■ **PROBLEM TO WORK ON**: Reproduce the lines below character for character, starting at the line containing "segment: **door panel**" and ending at the line containing "[[[54,212],[109,191],[109,79],[66,70],[55,86]]]", with both of those lines included.

■ **RECORD SET**:
## Begin
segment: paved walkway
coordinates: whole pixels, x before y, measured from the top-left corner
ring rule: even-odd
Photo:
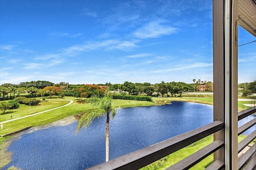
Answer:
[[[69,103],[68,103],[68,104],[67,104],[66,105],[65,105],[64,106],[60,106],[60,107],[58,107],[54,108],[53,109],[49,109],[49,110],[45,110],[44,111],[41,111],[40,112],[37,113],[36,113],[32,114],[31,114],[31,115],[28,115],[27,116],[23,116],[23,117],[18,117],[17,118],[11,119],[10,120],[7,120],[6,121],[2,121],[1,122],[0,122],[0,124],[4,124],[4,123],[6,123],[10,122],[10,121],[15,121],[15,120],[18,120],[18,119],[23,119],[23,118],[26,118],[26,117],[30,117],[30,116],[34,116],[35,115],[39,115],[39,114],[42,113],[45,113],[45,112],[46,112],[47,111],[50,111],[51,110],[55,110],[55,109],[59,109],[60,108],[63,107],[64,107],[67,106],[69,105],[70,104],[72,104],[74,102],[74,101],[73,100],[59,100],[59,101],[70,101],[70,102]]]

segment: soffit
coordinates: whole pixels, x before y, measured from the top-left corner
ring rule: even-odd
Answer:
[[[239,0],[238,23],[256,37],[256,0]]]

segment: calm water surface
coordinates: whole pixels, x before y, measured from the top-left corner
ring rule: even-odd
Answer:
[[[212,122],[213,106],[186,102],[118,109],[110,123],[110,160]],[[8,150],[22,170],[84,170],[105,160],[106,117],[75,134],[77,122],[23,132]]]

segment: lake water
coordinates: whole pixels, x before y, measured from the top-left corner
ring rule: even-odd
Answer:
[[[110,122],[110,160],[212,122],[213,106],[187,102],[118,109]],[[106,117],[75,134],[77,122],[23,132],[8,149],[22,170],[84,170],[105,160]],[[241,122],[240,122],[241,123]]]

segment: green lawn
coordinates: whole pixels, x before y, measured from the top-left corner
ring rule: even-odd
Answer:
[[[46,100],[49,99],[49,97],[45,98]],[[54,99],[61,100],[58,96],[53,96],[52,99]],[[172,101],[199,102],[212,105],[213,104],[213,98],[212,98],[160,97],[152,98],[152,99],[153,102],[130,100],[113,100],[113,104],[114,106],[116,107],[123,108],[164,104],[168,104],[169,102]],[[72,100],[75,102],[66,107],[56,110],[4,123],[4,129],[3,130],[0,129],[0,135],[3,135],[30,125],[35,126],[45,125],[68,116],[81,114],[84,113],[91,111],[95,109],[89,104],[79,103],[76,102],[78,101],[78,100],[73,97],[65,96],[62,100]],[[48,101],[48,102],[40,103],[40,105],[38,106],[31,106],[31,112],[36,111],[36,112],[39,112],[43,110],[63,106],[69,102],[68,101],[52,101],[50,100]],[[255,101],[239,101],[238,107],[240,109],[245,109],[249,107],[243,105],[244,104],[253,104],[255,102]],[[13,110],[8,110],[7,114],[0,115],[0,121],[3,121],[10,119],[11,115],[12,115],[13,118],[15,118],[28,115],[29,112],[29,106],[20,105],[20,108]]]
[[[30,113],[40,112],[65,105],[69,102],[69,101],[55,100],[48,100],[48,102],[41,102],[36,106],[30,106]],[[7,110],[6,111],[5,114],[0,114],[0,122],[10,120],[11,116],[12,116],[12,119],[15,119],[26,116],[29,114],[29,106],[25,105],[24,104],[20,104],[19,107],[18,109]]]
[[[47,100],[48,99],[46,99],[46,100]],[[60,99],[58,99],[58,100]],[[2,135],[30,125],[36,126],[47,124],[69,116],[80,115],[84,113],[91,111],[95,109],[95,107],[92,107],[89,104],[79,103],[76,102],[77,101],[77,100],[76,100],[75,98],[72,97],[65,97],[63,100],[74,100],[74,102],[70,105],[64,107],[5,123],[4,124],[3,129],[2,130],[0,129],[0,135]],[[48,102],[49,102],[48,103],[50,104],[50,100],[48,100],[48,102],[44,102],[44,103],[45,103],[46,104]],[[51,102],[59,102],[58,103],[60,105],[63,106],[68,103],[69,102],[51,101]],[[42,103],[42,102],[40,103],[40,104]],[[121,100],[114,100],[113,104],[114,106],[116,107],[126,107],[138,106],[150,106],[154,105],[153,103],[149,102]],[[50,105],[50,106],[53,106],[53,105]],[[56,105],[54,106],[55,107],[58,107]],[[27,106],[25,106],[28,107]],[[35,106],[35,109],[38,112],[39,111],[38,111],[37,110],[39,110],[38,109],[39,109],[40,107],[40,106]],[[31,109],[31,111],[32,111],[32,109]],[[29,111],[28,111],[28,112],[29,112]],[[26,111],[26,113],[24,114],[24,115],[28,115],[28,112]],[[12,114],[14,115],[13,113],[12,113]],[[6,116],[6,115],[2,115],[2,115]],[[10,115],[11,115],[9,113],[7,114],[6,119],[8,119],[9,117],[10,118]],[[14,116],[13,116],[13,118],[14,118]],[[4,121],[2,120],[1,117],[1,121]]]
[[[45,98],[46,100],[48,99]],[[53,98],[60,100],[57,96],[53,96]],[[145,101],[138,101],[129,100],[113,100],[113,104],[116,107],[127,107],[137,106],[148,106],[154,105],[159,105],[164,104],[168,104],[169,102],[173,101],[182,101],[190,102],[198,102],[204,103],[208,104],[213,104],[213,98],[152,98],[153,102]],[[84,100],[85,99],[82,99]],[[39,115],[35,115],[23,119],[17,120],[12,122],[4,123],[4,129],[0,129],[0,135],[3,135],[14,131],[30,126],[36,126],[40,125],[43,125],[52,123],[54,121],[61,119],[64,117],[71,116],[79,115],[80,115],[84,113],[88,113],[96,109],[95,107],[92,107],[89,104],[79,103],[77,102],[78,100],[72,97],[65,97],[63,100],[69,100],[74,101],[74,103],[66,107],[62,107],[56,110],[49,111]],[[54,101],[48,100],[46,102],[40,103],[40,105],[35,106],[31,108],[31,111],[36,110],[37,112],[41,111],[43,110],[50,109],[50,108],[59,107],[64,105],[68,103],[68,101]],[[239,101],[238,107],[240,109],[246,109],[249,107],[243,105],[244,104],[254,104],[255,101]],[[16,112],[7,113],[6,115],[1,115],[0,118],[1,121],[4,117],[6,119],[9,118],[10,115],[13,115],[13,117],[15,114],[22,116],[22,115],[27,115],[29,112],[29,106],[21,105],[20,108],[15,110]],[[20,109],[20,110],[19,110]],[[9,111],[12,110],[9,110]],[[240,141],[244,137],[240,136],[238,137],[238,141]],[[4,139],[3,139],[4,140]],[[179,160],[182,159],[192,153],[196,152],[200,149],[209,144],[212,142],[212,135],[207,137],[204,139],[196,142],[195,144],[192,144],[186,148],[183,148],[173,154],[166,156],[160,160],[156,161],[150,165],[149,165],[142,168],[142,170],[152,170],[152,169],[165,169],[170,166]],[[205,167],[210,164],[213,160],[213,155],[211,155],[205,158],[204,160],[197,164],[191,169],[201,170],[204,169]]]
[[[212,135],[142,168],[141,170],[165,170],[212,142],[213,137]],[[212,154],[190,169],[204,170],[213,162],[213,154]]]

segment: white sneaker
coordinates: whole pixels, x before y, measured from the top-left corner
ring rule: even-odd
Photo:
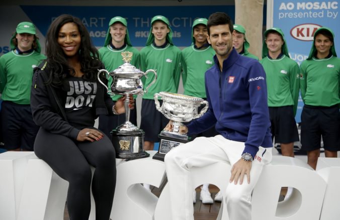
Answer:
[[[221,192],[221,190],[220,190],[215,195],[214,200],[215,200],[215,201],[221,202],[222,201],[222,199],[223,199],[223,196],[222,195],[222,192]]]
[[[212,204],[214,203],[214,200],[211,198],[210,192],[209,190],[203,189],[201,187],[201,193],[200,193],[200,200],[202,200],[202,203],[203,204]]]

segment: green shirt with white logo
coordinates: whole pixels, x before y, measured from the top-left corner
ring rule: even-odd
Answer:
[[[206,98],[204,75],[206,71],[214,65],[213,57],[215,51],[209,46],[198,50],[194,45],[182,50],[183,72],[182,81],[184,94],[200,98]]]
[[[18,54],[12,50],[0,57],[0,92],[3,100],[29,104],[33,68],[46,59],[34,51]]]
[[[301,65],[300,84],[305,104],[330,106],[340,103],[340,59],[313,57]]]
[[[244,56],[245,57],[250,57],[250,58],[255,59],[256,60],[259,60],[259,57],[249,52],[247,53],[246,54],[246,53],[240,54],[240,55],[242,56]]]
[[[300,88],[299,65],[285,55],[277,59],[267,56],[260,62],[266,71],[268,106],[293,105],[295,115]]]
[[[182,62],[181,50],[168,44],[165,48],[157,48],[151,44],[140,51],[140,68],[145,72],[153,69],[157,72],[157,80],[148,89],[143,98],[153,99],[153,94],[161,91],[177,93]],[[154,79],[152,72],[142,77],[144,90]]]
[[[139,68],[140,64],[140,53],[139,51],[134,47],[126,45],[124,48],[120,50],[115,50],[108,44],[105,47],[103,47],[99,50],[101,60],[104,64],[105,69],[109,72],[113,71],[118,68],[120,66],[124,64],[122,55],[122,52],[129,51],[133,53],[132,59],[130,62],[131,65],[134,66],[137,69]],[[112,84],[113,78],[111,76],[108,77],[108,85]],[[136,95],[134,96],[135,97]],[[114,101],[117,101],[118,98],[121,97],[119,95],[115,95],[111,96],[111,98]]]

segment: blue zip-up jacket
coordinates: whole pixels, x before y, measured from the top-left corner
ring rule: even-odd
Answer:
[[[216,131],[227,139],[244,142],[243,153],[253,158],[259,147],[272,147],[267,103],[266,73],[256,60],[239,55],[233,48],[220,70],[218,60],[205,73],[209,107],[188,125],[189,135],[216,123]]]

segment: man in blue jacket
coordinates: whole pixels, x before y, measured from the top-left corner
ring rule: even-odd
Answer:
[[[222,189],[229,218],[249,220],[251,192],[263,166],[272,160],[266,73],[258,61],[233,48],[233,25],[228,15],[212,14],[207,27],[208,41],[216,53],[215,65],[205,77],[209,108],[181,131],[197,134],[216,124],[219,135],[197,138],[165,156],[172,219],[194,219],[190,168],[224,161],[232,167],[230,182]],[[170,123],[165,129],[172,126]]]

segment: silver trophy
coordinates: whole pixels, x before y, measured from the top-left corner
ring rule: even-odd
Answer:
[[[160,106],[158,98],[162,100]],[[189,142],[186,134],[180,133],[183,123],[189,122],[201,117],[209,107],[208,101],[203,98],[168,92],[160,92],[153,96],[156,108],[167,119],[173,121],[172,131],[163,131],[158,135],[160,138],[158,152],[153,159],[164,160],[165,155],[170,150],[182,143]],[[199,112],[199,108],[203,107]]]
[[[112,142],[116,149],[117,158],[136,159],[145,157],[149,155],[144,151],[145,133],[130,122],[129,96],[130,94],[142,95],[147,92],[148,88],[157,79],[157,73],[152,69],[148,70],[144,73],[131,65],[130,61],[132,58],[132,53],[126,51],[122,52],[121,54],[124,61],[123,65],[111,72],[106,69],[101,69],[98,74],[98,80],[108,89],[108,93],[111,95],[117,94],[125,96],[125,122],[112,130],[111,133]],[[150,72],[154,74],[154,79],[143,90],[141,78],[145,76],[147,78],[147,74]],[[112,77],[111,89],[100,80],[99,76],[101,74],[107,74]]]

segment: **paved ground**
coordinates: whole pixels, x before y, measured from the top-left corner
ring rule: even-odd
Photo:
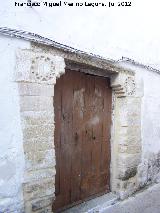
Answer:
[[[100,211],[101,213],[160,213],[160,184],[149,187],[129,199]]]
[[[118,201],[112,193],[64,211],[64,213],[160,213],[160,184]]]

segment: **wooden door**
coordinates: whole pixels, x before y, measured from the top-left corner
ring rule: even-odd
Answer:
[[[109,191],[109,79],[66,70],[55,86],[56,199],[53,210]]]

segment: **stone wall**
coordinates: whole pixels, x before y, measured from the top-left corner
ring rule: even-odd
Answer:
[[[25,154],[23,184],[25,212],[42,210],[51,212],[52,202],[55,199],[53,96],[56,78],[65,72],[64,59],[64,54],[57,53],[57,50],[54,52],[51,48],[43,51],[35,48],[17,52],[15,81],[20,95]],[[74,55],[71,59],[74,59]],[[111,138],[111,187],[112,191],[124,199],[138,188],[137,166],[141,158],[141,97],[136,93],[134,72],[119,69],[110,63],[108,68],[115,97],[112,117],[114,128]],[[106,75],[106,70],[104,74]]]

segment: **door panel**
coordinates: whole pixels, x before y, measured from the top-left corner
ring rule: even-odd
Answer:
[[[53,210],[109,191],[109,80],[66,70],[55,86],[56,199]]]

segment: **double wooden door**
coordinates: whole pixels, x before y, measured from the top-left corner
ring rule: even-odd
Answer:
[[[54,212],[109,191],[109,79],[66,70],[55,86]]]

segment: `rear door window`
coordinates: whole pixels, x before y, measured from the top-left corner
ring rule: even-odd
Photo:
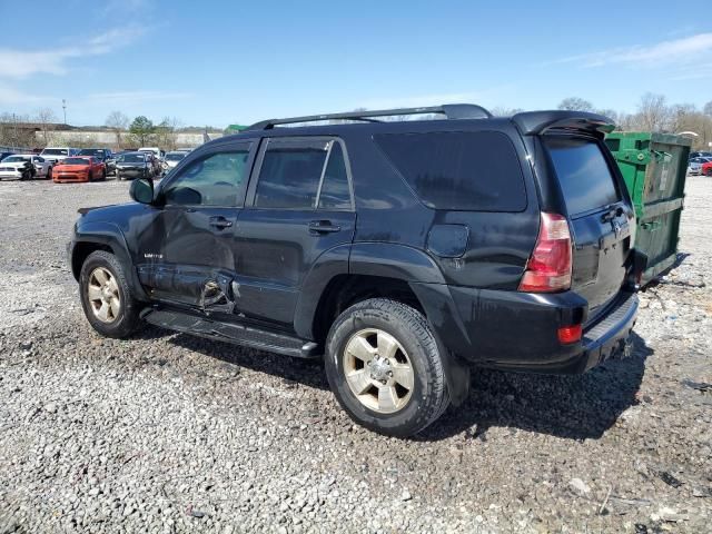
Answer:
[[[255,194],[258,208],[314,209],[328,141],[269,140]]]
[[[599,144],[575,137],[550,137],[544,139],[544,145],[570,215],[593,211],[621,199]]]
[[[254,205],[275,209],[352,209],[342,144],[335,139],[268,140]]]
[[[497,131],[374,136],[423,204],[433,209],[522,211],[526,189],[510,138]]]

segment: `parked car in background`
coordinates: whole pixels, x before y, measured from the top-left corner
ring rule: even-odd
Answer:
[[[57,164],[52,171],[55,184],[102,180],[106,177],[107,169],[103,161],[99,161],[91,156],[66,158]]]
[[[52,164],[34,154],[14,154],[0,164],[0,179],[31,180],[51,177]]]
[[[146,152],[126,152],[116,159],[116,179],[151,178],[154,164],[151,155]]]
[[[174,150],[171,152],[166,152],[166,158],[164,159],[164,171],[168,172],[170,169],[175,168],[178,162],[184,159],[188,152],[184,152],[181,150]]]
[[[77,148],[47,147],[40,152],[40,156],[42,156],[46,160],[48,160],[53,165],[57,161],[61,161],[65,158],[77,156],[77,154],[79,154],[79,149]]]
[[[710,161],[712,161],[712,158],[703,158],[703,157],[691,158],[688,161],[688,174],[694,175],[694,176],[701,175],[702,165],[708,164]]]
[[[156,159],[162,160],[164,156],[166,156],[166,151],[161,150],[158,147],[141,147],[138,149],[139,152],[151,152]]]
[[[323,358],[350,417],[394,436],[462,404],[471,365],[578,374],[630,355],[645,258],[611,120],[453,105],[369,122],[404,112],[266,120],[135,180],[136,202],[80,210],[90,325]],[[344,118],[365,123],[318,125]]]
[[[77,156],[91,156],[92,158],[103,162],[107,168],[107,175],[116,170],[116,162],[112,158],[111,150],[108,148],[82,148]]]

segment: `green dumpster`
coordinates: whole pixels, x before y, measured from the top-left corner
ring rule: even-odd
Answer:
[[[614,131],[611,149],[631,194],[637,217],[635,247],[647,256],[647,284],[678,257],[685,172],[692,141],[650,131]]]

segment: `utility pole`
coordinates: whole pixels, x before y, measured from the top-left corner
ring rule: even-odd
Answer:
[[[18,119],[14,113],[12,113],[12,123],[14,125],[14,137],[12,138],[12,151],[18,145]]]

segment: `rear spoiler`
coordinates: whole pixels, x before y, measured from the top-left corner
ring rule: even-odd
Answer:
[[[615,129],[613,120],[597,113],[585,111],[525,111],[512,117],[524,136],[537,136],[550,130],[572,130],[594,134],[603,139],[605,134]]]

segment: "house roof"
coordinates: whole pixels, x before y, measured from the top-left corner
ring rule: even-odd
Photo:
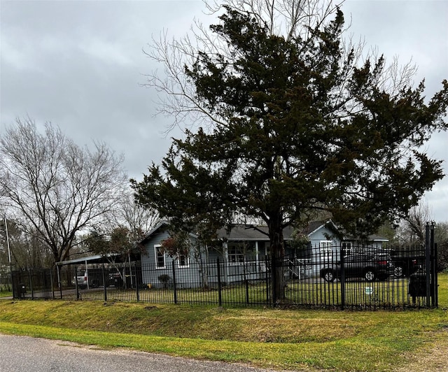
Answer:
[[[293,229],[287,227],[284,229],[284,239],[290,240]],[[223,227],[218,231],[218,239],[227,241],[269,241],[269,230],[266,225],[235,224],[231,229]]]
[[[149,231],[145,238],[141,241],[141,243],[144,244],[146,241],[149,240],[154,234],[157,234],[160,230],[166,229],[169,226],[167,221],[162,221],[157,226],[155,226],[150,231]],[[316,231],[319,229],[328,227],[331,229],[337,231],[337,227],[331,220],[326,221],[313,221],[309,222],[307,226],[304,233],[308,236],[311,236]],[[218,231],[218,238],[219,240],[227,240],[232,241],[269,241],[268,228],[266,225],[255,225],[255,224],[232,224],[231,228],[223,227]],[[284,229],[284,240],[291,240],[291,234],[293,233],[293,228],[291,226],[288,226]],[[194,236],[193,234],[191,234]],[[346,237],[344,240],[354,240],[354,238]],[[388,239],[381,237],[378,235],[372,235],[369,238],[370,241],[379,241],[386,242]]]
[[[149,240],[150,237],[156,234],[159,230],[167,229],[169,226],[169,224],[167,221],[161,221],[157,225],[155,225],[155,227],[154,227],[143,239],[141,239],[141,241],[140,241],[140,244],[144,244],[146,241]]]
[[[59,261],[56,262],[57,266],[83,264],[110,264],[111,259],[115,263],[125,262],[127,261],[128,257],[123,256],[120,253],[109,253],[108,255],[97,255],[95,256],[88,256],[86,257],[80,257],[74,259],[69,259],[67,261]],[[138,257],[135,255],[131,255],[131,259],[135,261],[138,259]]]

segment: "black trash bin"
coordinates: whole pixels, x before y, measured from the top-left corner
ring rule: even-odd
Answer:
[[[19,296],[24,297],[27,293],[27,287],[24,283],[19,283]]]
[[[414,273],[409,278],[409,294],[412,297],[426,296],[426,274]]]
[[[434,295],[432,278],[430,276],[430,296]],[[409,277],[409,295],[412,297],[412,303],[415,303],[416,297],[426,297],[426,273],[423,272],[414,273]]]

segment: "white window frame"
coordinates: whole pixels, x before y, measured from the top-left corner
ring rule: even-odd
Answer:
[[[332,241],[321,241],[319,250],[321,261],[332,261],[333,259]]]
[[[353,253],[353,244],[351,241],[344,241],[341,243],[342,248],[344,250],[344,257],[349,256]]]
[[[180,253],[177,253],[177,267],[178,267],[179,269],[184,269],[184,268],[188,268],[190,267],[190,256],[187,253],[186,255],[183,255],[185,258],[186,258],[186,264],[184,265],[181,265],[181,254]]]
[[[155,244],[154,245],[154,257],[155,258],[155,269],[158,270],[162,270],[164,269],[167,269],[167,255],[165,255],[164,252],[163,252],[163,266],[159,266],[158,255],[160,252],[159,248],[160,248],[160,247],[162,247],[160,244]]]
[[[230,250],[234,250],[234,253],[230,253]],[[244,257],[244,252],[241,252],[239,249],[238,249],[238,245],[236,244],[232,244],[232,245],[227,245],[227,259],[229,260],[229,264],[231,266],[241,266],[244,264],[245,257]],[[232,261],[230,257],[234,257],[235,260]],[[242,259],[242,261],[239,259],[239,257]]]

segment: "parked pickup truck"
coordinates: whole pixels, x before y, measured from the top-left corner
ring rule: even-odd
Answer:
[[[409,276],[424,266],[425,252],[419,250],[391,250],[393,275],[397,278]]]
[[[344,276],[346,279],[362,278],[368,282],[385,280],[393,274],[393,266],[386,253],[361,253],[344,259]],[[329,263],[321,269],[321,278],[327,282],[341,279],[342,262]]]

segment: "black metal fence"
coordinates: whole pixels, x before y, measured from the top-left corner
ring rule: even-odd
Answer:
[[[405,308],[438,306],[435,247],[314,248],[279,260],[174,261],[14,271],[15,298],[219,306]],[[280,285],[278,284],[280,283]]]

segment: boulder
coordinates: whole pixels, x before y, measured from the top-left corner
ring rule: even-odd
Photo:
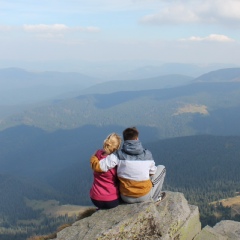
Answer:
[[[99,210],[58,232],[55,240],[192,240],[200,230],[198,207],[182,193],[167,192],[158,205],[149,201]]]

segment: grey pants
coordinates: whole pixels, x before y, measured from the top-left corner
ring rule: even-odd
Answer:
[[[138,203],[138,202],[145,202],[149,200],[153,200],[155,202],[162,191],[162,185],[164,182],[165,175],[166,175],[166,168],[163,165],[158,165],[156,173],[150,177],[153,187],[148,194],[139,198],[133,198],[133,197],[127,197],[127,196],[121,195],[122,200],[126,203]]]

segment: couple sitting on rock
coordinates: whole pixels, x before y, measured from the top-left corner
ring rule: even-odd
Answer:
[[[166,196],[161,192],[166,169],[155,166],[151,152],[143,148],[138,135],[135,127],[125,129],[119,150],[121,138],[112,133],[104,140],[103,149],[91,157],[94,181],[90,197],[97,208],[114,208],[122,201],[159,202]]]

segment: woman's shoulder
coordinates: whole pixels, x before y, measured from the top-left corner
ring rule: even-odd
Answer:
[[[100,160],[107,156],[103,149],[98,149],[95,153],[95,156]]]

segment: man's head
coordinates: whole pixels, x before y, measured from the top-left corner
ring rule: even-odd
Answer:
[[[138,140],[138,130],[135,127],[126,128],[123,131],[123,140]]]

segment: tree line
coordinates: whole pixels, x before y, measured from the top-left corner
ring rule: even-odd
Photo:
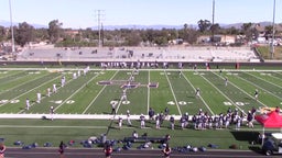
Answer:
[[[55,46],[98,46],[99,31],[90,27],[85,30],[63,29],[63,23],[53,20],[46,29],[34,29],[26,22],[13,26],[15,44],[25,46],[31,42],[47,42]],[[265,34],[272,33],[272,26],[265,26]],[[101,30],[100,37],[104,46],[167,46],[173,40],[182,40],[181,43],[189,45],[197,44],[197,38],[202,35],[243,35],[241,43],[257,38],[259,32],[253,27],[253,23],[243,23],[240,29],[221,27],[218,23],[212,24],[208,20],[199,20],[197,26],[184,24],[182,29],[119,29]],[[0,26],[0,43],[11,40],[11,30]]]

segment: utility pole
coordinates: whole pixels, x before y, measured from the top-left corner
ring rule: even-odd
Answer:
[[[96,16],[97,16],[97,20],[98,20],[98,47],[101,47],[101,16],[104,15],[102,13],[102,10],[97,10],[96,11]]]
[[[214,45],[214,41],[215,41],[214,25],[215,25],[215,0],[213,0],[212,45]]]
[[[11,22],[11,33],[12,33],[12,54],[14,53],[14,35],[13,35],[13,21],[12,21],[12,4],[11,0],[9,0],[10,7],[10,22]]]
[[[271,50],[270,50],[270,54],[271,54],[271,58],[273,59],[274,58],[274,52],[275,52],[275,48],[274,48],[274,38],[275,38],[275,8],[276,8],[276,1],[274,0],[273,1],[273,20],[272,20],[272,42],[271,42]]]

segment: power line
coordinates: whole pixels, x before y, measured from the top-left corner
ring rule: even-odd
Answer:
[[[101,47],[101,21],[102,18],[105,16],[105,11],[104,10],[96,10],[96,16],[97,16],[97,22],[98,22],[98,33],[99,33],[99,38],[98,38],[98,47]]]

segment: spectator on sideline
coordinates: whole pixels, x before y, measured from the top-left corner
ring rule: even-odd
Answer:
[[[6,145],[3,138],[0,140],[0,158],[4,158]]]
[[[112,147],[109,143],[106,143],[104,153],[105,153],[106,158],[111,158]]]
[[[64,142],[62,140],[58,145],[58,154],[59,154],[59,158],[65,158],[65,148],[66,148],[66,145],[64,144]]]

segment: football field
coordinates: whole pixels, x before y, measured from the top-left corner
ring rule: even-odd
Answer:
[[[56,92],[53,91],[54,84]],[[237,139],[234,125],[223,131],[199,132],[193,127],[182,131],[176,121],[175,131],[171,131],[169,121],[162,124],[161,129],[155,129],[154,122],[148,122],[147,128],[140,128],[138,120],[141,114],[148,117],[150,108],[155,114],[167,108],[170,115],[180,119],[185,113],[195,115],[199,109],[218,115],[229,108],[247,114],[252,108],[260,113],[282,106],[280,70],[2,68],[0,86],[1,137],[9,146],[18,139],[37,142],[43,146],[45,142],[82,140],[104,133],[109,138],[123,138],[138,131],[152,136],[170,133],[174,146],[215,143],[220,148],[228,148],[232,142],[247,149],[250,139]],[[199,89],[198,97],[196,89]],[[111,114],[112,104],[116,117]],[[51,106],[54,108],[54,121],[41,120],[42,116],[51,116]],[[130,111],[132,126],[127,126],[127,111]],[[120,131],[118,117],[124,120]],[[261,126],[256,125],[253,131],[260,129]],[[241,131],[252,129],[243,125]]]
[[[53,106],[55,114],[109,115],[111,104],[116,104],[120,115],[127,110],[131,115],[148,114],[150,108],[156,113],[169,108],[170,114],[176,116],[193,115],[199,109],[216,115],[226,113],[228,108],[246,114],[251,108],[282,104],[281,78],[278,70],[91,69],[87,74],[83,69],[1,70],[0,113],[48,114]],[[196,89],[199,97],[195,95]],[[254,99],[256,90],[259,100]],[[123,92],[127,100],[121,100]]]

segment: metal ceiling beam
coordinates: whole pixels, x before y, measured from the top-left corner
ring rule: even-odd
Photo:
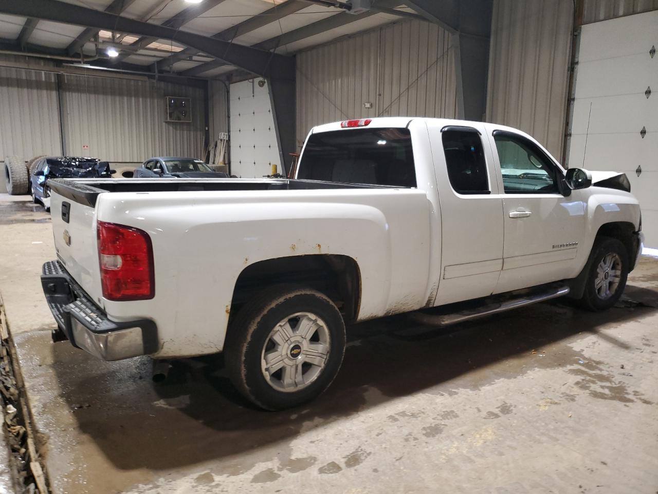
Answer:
## End
■ **COMPLETED TASK**:
segment: **door panel**
coordinates: whole pixels, x before y, measured from the top-left corner
ring rule: even-odd
Answer:
[[[53,210],[109,191],[109,80],[66,70],[55,86],[56,199]]]

segment: **double wooden door**
coordinates: whole pixels, x before y, measured from the top-left corner
ring rule: even-odd
Answer:
[[[54,212],[109,191],[109,79],[66,70],[55,86]]]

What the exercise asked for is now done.